— Tasks to perform —
- a) List every year that appears in the article on state attorneys general and children's data privacy, in the order the years occur.
- b) Extend the article on state attorneys general and children's data privacy past its final paragraph.

Two Dozen State AGs Tell the Feds: Tighten Children’s Data Privacy Rules

Contributing Writer

The attorneys general from 24 states and the District of Columbia are urging the Federal Trade Commission to strengthen rules prohibiting ed-tech companies and other web-based platforms from collecting personal information from children under age 13 and using that information to track them online.

Issued in 2000 and revised in 2013, an FTC rule related to the Children’s Online Privacy Protection Act of 1998, or COPPA, requires that online operators provide notice to parents and obtain their consent before collecting, using, or disclosing personal information from children.

Among other things, the rule also mandates that companies secure the information and bans them from conditioning children’s participation in activities on the collection of more personal information than reasonably necessary to participate in such activities.

But in their Dec. 9 letter to the FTC, the 25 attorneys general said those rules aren’t providing parents and students with the safeguards they need.

The FTC should reconsider its guidance essentially stating that the COPPA rule allows schools to act as “intermediaries” between operators and parents, as it pertains to COPPA’s requirement for parents to give their consent for their children’s information to be collected.

“Children are more susceptible to deception and exploitation, which is why I’m proud to push for added legal protections for our minors,” said Nevada Attorney General Aaron D. Ford, in a statement accompanying the letter. “No one should be allowed to take advantage of Nevada’s children by collecting their private information.”

The state officials said the issue has become more urgent with the “explosion” of the ed-tech market, which they estimated is now an $11 billion industry.

— Entries provided —
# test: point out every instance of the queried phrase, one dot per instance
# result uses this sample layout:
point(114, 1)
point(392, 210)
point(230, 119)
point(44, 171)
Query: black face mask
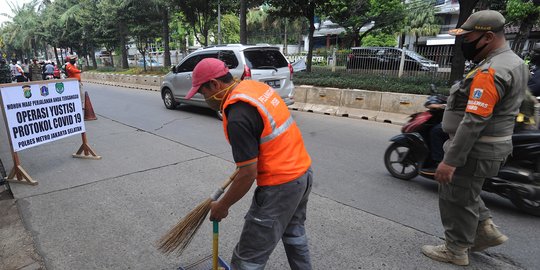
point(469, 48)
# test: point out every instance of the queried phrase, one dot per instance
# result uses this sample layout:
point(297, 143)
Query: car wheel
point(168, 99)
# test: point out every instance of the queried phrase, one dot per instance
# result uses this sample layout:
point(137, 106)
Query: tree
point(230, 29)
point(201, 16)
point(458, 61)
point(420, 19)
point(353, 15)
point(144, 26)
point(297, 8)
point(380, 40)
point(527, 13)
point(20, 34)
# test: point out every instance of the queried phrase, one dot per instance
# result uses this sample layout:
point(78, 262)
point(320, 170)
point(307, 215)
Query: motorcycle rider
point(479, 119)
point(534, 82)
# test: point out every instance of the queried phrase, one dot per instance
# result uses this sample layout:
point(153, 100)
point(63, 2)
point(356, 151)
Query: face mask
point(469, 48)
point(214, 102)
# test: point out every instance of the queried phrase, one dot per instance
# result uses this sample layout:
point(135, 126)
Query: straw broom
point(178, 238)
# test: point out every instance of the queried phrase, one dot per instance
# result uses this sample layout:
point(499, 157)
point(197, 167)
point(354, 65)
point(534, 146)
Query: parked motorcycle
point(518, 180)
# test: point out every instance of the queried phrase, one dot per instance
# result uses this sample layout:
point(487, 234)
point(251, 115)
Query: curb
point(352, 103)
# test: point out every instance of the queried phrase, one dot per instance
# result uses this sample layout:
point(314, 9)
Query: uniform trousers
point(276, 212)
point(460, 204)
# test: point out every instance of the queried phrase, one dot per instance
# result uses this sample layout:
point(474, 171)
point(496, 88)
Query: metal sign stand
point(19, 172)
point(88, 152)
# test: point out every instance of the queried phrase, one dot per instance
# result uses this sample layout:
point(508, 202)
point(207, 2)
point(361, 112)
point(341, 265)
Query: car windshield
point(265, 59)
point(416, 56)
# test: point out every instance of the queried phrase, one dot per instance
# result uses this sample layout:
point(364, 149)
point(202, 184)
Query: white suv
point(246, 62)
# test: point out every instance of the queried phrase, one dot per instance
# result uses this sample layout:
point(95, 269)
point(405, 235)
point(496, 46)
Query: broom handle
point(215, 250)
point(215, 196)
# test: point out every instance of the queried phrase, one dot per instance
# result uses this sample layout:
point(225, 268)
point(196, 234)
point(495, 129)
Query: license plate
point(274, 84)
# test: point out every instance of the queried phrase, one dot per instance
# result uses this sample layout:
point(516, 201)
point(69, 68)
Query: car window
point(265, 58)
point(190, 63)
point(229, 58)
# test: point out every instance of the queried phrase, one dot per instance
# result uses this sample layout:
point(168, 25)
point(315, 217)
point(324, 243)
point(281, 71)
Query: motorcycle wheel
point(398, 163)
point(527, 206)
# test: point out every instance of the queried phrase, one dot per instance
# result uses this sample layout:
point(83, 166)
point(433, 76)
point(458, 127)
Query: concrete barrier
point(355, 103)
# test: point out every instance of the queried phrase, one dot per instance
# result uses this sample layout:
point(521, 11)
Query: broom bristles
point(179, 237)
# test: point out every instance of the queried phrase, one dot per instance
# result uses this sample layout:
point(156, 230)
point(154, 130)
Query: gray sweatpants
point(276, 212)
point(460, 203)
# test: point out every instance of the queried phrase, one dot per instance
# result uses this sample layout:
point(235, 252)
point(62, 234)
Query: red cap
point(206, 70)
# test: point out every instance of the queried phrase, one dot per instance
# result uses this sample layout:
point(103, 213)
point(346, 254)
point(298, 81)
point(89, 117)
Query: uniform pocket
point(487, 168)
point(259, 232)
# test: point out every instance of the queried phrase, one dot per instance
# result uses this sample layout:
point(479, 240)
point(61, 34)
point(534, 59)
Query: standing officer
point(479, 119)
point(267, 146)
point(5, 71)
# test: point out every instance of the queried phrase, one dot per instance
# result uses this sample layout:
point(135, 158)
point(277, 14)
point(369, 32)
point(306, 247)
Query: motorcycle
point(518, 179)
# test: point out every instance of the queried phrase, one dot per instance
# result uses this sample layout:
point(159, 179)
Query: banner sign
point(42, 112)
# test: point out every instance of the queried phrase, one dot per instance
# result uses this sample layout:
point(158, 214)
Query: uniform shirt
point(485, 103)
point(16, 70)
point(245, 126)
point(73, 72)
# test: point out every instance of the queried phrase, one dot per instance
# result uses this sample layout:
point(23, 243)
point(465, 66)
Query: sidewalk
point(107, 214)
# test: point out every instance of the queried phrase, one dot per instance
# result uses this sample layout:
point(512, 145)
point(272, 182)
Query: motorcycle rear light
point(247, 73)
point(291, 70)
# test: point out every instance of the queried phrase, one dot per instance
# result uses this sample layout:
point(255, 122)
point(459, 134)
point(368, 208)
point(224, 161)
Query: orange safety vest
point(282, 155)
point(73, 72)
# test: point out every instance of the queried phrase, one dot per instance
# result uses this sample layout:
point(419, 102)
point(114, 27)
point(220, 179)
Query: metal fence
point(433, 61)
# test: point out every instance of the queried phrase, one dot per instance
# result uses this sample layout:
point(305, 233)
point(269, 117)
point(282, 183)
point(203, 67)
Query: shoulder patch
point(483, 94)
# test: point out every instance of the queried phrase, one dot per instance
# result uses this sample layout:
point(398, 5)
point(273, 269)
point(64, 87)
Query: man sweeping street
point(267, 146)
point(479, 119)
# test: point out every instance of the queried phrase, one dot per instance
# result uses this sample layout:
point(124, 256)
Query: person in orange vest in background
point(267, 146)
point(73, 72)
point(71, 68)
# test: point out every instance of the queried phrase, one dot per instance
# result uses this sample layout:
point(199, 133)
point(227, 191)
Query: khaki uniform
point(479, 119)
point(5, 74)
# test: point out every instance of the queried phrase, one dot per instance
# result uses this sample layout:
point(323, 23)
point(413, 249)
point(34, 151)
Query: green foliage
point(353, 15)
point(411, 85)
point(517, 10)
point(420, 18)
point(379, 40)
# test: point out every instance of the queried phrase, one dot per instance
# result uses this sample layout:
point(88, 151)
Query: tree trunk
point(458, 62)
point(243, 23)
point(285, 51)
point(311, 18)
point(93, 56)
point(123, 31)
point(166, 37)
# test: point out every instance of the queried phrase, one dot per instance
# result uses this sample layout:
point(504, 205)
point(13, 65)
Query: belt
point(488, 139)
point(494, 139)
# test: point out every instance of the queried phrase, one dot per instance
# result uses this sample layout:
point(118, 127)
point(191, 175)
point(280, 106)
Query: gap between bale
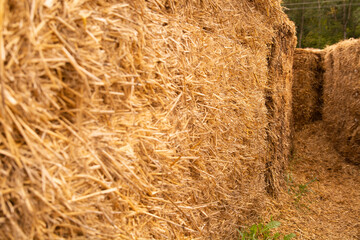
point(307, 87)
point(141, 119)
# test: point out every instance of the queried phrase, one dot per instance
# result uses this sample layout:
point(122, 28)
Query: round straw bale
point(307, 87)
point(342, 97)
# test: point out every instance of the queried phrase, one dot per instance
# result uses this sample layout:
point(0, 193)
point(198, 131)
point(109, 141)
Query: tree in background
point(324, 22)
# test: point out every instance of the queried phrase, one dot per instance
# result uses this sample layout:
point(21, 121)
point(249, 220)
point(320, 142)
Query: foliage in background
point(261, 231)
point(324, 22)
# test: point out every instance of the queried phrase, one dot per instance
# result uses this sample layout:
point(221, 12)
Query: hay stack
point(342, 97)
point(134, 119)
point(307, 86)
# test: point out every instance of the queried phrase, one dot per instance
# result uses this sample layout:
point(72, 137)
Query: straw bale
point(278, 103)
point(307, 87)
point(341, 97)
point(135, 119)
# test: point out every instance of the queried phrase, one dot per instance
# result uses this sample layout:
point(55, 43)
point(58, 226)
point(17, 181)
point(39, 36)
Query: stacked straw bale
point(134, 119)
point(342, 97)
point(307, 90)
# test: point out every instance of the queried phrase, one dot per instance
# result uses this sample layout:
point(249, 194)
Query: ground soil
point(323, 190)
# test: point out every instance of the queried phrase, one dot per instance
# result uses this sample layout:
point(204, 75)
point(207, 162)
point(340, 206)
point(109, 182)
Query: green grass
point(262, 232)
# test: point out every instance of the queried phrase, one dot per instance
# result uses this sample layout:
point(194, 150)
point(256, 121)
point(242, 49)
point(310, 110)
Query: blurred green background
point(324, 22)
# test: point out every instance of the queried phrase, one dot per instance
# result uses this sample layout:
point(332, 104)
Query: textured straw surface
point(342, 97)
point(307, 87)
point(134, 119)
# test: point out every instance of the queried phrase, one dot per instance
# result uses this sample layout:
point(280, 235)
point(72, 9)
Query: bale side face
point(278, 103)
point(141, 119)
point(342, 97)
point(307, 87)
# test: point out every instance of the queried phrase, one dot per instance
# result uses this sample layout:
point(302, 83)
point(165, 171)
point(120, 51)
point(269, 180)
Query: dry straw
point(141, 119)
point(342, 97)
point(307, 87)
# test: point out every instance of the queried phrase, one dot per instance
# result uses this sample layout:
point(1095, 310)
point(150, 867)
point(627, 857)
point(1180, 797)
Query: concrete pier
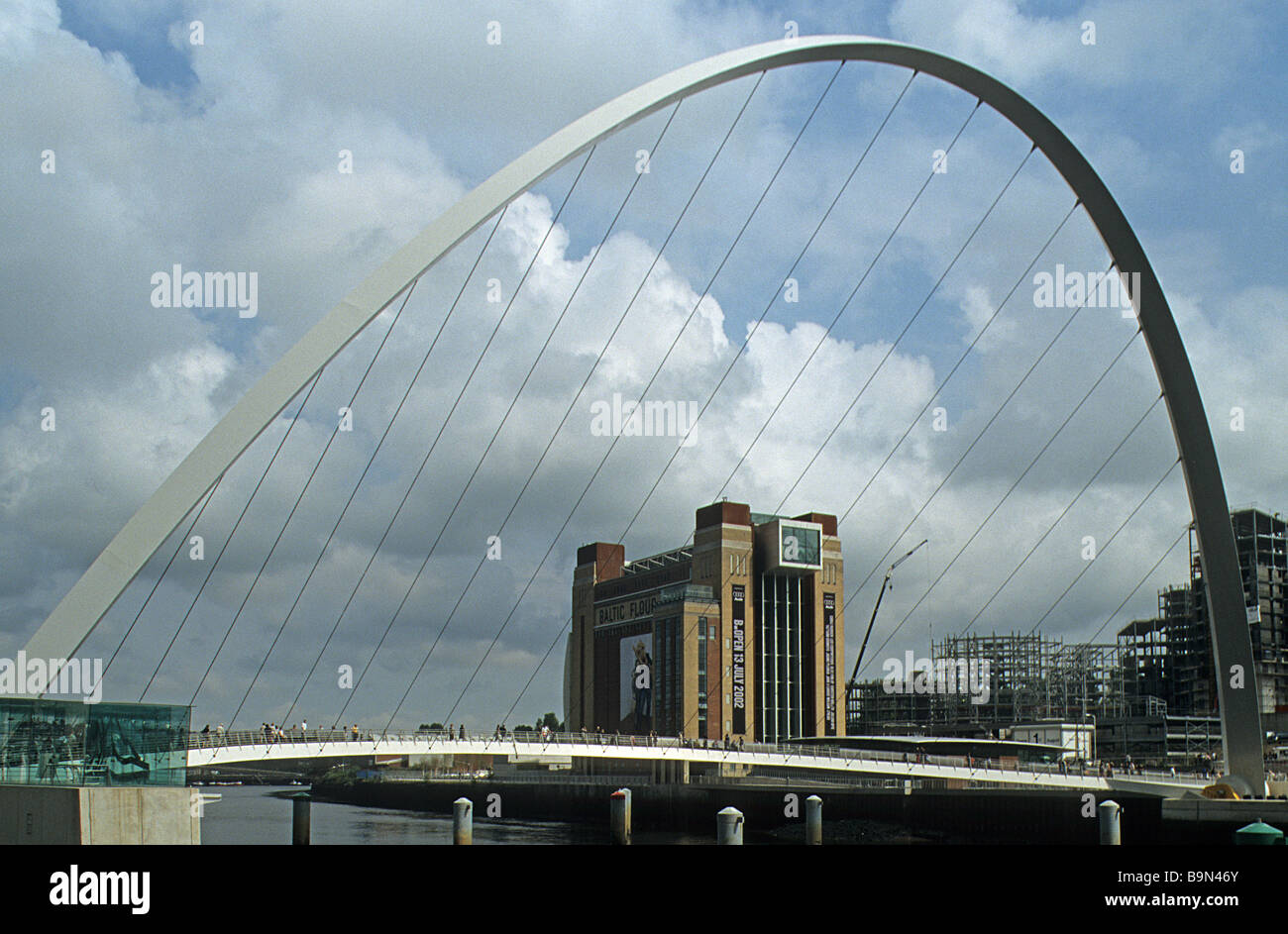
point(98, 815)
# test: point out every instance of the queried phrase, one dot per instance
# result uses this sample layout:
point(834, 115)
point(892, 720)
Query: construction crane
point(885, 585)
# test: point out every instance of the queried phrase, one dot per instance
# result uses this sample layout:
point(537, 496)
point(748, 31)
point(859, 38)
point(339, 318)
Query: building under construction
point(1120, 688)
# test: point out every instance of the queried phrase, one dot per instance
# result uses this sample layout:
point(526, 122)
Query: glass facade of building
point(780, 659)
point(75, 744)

— Solved tasks —
- a) 2000, 2013, 1998

- b)
Ed-tech tools are often designed to encourage use by students at home or for non-educational purposes, the AGs said.

For example, Google’s G-Suite for Education is marketed to schools as a purely educational platform tool, but includes access to Gmail, Calendar, Talk/Hangouts and Drive, among other Google services.

“In a commercial context, Google relies on these same services to collect and monetize users’ personal data,” the attorneys general wrote.

The FTC declined comment, when asked by EdWeek Market Brief to respond to the AGs’ letter.

Stricter Definitions for Marketing Tech?

The state AGs signing the letter were from Connecticut, Delaware, Idaho, Illinois, Iowa, Kentucky, Louisiana, Maine, Maryland, Massachusetts, Michigan, Minnesota, Mississippi, Nebraska, New Mexico, New York, North Carolina, Oregon, Pennsylvania, Tennessee, Vermont, Virginia and Washington, plus the District of Columbia.

The attorneys general also criticized the COPPA rule’s definitions of “operator” and “website or online service directed to children” as out of step with advances in the tech field.

For instance, it could be argued that none of the thousands of marketing technology firms are covered by the existing “operator” definition, because the main sources of data they collect are not their own websites, but other operators’ websites that fall within the definition.

In addition, while the COPPA rule established strict liability for first-party websites and other online services that provide child-directed content, many, if not all of the platforms embed third parties to do “the bulk of the types of privacy-invasive online tracking COPPA is concerned with,” the attorneys general wrote.

The COPPA rule binds third parties only if they have actual knowledge that they are tracking children under 13, a provision that requires significant strengthening, the attorneys general argued.

The threshold establishes “actual knowledge” as either an instance where the child-directed content provider directly communicates the child-directed nature of its content to the third party or where a representative of the third party “recognizes the child-directed nature of the content,” the letter notes. That level of regulation doesn’t work in practice, the state officials said.

“Self-regulatory systems like this are ineffective when those responsible for the self-regulation profit handsomely from failing to do so,” the attorneys general wrote. “On top of these structural problems, the largely automated nature of the modern data economy and the sheer volume of information and transactions involved make it even easier for platforms and publishers to feign ignorance of each other’s practices and target audiences.”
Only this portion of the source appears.